_Required action_
Your reply should be a single number, the count of lines in the records that contain the string "instance".

_Task data_
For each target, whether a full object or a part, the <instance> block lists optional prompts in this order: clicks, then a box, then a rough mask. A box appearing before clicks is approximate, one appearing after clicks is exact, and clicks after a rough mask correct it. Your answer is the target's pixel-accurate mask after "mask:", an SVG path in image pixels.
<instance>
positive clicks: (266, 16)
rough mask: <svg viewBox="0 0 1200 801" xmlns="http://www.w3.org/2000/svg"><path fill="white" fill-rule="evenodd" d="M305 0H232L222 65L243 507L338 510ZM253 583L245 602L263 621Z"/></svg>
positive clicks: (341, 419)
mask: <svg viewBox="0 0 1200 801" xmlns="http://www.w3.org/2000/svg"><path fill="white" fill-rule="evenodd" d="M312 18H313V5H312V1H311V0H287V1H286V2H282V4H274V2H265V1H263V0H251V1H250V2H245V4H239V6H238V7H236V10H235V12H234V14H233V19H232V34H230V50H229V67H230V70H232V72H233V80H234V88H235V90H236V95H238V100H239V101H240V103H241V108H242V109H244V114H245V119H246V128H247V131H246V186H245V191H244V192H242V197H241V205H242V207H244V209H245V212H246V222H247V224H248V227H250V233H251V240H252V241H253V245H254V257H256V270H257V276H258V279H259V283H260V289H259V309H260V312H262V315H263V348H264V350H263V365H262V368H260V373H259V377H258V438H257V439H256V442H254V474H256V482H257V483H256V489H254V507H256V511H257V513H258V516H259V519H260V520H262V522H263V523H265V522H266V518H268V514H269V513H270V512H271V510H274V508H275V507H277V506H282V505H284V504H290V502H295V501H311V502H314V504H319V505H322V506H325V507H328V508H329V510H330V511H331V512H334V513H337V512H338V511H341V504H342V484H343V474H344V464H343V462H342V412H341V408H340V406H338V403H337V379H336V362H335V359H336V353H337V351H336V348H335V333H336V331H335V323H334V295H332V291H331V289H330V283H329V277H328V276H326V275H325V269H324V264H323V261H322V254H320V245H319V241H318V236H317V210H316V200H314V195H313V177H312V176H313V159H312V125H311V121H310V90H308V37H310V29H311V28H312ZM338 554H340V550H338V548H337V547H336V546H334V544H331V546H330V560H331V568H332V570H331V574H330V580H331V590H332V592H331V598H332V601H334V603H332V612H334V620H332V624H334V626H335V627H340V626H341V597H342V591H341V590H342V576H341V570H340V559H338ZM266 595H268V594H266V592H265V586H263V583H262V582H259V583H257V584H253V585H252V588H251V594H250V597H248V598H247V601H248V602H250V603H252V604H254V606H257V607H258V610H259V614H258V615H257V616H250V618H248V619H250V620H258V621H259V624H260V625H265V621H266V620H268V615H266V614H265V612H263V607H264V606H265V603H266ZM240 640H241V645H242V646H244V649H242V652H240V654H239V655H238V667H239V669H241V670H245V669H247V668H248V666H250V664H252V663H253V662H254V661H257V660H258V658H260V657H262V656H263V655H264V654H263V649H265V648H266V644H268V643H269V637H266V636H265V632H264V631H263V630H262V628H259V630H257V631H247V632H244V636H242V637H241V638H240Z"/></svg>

_Solved problem_
2